LISTED RECORDS =

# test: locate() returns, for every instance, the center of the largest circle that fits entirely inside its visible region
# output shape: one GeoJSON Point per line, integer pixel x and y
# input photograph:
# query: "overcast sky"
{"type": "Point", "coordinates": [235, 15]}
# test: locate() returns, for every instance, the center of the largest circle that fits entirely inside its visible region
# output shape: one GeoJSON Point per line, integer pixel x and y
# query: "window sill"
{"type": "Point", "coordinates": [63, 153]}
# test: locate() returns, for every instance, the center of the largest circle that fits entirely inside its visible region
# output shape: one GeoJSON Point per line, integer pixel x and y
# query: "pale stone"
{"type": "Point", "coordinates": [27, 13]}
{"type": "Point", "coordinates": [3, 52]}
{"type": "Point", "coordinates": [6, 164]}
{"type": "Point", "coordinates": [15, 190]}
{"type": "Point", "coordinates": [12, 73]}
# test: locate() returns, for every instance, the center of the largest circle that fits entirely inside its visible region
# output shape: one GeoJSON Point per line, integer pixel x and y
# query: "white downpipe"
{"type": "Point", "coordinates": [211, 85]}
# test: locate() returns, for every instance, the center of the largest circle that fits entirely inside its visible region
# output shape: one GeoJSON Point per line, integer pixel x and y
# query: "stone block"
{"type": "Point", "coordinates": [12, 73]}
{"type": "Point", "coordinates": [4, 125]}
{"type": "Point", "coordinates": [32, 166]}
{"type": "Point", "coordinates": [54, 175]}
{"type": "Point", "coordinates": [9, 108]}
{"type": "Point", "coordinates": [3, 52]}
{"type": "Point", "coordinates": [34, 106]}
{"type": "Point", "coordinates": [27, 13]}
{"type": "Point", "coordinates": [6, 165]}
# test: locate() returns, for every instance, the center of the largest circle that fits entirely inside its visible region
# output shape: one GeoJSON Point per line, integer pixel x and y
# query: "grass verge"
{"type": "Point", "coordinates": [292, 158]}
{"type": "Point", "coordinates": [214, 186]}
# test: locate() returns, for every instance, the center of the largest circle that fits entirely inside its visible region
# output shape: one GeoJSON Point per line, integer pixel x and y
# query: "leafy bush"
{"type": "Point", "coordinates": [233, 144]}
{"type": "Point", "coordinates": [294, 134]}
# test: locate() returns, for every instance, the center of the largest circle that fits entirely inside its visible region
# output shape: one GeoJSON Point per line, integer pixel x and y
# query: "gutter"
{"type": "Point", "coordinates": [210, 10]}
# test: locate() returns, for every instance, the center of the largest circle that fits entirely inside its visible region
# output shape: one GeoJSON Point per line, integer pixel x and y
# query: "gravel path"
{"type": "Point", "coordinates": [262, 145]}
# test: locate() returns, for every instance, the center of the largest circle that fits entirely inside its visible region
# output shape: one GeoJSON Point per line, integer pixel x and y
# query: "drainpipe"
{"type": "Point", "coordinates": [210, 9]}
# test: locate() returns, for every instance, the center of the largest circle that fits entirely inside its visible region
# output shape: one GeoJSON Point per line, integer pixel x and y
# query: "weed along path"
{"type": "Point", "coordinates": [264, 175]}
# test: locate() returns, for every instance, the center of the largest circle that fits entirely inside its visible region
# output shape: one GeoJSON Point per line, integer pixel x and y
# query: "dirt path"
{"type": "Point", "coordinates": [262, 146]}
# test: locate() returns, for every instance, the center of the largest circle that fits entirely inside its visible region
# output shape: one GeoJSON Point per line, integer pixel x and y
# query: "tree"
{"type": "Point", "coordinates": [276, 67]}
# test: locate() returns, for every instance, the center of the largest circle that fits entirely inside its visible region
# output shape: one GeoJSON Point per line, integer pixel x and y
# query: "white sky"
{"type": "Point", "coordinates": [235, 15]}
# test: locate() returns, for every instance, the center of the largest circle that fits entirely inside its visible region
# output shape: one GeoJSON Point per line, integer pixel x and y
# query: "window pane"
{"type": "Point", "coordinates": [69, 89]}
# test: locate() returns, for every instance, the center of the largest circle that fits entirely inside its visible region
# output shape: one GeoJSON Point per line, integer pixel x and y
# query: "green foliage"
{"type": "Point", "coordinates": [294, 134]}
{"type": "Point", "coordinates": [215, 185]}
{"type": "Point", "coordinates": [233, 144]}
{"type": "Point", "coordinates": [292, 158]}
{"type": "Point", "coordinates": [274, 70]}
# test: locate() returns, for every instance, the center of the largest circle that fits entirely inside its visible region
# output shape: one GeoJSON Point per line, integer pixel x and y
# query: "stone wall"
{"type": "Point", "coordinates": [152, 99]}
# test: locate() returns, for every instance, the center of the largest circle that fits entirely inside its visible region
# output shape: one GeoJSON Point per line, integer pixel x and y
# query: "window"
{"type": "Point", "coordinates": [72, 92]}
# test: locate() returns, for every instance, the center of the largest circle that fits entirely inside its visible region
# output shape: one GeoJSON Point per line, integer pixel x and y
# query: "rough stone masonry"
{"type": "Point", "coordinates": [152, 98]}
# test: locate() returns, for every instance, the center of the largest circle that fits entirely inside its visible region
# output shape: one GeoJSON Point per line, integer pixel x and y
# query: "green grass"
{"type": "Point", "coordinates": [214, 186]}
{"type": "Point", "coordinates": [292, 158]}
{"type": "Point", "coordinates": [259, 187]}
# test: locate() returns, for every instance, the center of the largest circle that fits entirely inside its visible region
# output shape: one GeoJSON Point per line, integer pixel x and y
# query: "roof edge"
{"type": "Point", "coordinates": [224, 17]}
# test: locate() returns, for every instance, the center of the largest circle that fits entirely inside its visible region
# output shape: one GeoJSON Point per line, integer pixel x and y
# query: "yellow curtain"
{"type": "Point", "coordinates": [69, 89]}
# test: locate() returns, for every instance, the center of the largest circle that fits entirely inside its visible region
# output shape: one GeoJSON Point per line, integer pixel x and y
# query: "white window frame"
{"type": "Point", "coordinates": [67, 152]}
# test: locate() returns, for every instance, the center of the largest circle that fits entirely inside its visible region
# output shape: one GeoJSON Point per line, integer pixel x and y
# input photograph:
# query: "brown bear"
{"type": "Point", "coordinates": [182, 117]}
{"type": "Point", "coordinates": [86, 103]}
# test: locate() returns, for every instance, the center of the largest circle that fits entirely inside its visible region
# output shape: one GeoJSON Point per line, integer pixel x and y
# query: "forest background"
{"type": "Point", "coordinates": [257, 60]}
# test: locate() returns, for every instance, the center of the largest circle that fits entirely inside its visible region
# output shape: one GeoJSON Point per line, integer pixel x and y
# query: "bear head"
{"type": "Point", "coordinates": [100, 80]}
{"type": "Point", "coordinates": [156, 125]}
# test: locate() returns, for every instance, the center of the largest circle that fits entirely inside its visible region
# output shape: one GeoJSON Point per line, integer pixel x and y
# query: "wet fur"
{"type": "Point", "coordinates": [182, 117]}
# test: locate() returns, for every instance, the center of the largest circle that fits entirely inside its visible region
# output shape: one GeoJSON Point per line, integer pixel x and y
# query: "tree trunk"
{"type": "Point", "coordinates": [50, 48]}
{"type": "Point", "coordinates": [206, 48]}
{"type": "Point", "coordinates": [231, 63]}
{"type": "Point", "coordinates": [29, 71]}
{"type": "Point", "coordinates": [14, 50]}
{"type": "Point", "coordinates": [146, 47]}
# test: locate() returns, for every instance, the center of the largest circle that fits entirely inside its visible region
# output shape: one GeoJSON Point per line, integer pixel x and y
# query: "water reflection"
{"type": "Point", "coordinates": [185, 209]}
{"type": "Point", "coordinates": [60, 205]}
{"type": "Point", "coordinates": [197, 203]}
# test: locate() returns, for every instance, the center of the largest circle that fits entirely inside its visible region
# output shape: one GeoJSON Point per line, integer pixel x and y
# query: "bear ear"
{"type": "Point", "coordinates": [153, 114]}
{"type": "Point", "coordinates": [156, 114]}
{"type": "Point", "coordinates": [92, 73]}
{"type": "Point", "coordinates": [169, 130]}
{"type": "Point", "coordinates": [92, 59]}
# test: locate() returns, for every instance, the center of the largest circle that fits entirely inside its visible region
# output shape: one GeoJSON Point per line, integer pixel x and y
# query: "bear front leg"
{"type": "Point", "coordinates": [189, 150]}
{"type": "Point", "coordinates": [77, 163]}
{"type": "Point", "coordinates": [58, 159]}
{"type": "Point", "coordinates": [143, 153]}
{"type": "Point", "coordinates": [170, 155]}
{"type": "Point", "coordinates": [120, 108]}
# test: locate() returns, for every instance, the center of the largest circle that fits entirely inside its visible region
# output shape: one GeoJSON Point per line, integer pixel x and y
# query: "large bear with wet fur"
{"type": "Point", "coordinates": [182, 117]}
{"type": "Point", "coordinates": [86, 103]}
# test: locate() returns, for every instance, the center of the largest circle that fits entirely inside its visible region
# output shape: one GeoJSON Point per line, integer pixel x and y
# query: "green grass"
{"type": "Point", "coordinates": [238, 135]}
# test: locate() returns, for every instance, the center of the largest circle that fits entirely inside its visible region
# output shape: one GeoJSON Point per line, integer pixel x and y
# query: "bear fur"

TASK INSTRUCTIONS = List each line of the items above that contains the string "window", treating uppercase and lowercase as different.

RESULT OF THIS EXERCISE =
# query: "window sill"
# query: "window pane"
# query: "window"
# query: "white window frame"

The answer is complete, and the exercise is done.